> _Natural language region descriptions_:
--- START ---

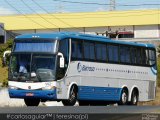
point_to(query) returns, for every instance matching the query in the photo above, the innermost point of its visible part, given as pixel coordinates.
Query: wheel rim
(72, 95)
(135, 99)
(124, 98)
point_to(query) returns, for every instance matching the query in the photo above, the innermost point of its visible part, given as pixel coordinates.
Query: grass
(3, 74)
(153, 102)
(4, 82)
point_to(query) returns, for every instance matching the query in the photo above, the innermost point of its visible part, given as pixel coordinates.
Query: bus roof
(64, 35)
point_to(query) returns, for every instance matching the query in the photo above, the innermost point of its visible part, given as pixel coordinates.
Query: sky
(9, 7)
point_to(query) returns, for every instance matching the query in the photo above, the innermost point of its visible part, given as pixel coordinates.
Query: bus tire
(72, 97)
(134, 98)
(83, 103)
(123, 98)
(32, 102)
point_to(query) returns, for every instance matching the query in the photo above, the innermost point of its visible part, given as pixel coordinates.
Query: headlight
(49, 88)
(13, 87)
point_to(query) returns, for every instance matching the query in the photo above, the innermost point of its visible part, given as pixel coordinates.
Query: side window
(74, 50)
(86, 51)
(92, 52)
(144, 56)
(133, 55)
(113, 53)
(79, 50)
(152, 57)
(101, 54)
(139, 57)
(124, 54)
(89, 53)
(63, 48)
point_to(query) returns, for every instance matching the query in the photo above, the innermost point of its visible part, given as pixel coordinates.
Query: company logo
(84, 68)
(79, 67)
(29, 87)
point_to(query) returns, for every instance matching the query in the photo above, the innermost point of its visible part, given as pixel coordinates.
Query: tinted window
(101, 52)
(89, 53)
(124, 54)
(133, 55)
(152, 57)
(74, 50)
(113, 53)
(79, 50)
(139, 56)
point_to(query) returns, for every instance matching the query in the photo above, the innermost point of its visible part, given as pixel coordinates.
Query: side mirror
(4, 61)
(61, 60)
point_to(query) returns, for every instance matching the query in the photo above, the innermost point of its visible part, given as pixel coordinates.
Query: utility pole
(112, 5)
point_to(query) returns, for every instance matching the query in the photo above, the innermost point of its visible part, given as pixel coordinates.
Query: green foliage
(158, 74)
(6, 46)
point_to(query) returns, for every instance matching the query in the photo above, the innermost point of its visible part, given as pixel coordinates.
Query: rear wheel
(134, 98)
(83, 103)
(124, 97)
(72, 97)
(32, 102)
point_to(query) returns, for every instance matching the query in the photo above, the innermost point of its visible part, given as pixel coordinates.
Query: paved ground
(5, 101)
(17, 105)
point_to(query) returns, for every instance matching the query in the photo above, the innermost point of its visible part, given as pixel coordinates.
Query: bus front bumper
(40, 94)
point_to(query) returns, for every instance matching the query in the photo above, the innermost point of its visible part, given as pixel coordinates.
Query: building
(134, 25)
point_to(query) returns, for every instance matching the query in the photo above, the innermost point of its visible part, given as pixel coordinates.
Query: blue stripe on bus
(99, 93)
(63, 35)
(41, 94)
(154, 71)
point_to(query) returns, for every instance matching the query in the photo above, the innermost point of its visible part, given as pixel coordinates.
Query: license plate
(29, 94)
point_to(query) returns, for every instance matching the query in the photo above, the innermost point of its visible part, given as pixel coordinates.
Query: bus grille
(151, 90)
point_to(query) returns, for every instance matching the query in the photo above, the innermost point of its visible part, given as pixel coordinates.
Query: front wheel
(124, 97)
(72, 98)
(32, 102)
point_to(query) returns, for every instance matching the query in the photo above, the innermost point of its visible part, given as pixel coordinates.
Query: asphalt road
(82, 109)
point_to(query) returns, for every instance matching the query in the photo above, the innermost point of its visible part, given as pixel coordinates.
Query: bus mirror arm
(4, 62)
(61, 60)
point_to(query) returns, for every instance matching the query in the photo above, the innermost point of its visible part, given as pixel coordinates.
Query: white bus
(92, 70)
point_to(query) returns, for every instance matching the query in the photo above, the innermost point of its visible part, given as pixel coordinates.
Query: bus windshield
(32, 67)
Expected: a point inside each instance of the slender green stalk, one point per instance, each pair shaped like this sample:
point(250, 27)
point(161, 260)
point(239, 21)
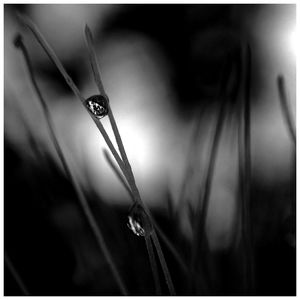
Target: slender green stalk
point(117, 173)
point(286, 108)
point(129, 174)
point(95, 68)
point(201, 213)
point(164, 238)
point(83, 202)
point(163, 264)
point(33, 28)
point(247, 175)
point(153, 265)
point(51, 54)
point(16, 275)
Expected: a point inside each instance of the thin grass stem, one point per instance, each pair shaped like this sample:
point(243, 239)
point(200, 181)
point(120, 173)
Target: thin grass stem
point(129, 174)
point(82, 199)
point(53, 57)
point(247, 234)
point(285, 107)
point(163, 264)
point(201, 213)
point(164, 238)
point(117, 173)
point(153, 265)
point(16, 275)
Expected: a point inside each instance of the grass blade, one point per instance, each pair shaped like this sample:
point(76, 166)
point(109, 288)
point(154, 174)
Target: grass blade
point(286, 108)
point(83, 202)
point(153, 265)
point(164, 238)
point(246, 177)
point(129, 174)
point(163, 264)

--- END ---

> _YOUR TASK_: Only the pictures are to be omitted; the records above must otherwise be reproduced exactly.

> _TASK RESPONSE_:
point_to(query) returns, for every instance matching the query in the photo above, the innermost point of its visible part, given as pixel coordinates.
Query: wheel rim
(72, 95)
(135, 99)
(124, 98)
point_to(query) returns, for every instance matching the query in the photo above, the innermost point of its visible part, given as pixel coordinates.
Query: grass
(3, 74)
(153, 102)
(4, 82)
point_to(query) returns, for every instance matching the query in the photo above, the innermost point of its visible part, given as pixel coordinates.
Query: bus roof
(64, 35)
point_to(query) returns, for every instance matching the query in the photo above, the innermost point of its visible part, given as pixel coordinates.
Query: sky
(9, 7)
point_to(query) returns, for every instance matching the query in the photo above, the innermost point of its visible part, given as pixel coordinates.
Query: bus tire
(72, 97)
(134, 98)
(83, 103)
(123, 98)
(32, 102)
point_to(query) returns, for every instance matching the query in the photo above, the innermost point of its visible part, given as pixel coordinates.
Query: headlight
(49, 88)
(13, 87)
point_to(query) returns, for every instance matching the query in the photo above, the innermost point of its visible part, given as pixel coordinates.
Query: side window
(74, 50)
(86, 51)
(92, 52)
(144, 56)
(133, 55)
(113, 53)
(79, 50)
(152, 57)
(101, 54)
(139, 57)
(124, 54)
(89, 53)
(63, 48)
point_to(query) returns, for every instance matching the query in the photo above, the innermost point of its visible part, given as pixel coordinates.
Query: company logo
(84, 68)
(79, 67)
(29, 87)
point_to(query) returns, for every instance matching the query in the photo above, the innermost point of its visible part, given as pixel coordinates.
Query: tinted window
(101, 52)
(89, 53)
(124, 54)
(133, 55)
(152, 57)
(74, 50)
(113, 53)
(79, 50)
(139, 56)
point_to(query) returns, for every instance matching the query in the photo above, the innermost point of its visible part, given as pixel coordinates.
Query: side mirror
(4, 61)
(61, 60)
point_to(query) returns, for every instance matching the query in the photo above, the innermost point of its visible part, given as pixel coordinates.
Query: utility pole
(112, 5)
point_to(query) returns, for every instance matching the query in the photo above, the innermost point of its visible part, given as pixel coordinates.
Query: green foliage
(158, 74)
(6, 46)
point_to(query) returns, for every instance matching the query in the photo above, the innermost point of its visible part, given as pixel coordinates.
Query: rear wheel
(134, 98)
(83, 103)
(124, 97)
(72, 97)
(32, 102)
point_to(query) returns, for every instance matching the query in the photo above, the innermost point of its visible part, given as pixel coordinates.
Query: paved ground
(5, 101)
(17, 105)
point_to(query) returns, for every instance matching the query in the photo above, the innermost point of its visible part, given as pixel coordinates.
Query: bus front bumper
(40, 94)
point_to(query) returns, for every instance matching the query in the photo above, the innermost point of its visible part, given as pixel coordinates.
Query: building
(134, 25)
point_to(query) returns, for every instance matching the query in the photo above, the innermost point of its visible part, given as pixel coordinates.
Query: blue stripe on bus
(99, 93)
(63, 35)
(41, 94)
(154, 71)
point_to(query) returns, for every instance matching the query in the photo above, the innermost point of its visible part, given as pixel coordinates.
Query: license plate
(29, 94)
point_to(query) returns, for every instance matching the query in the photo above, the innermost point of its visible part, given as pixel coordinates.
Query: bus grille
(151, 90)
point_to(query) returns, for every instance matching the query in the photo above, the innermost point of its visible part, given as pixel coordinates.
Query: front wheel
(124, 97)
(72, 98)
(32, 102)
point_to(query) returns, for every instance matching the query in the photo above, the innermost point of its visible part, given as pixel coordinates.
Query: asphalt road
(82, 109)
point_to(query) returns, for every instance matching the query in the photo above, the innermost point of its visible part, given as pixel coordinates.
Query: bus mirror arm
(4, 62)
(61, 60)
point_to(query) returns, for every instance matching the query in the photo above, the innermost point of its visible part, given as pixel coordinates.
Query: white bus
(92, 70)
point_to(query) returns, for every instance matching the query in the photo above, the innermost point of its visible part, given as pixel coordinates.
Query: bus windshield
(32, 67)
Expected: a point inside each instance of the slender green stalk, one point per instance, each pair shaped like this sample:
point(250, 27)
point(161, 260)
point(239, 21)
Target: slender green stalk
point(117, 173)
point(286, 108)
point(129, 174)
point(95, 68)
point(201, 213)
point(164, 238)
point(83, 202)
point(163, 264)
point(33, 28)
point(247, 175)
point(153, 265)
point(51, 54)
point(16, 275)
Expected: a point inside each instance of the thin grass stem, one point per instance, each pair shaped like this sample:
point(243, 239)
point(200, 181)
point(120, 173)
Target: thin grass stem
point(129, 174)
point(82, 199)
point(53, 57)
point(247, 234)
point(285, 107)
point(163, 264)
point(201, 213)
point(164, 238)
point(117, 173)
point(153, 265)
point(16, 275)
Expected: a point inside each instance of the grass blade, one point per instance, each pair shaped like this sample:
point(76, 166)
point(109, 288)
point(154, 174)
Target: grass blade
point(286, 108)
point(83, 202)
point(153, 265)
point(164, 238)
point(246, 177)
point(129, 174)
point(163, 264)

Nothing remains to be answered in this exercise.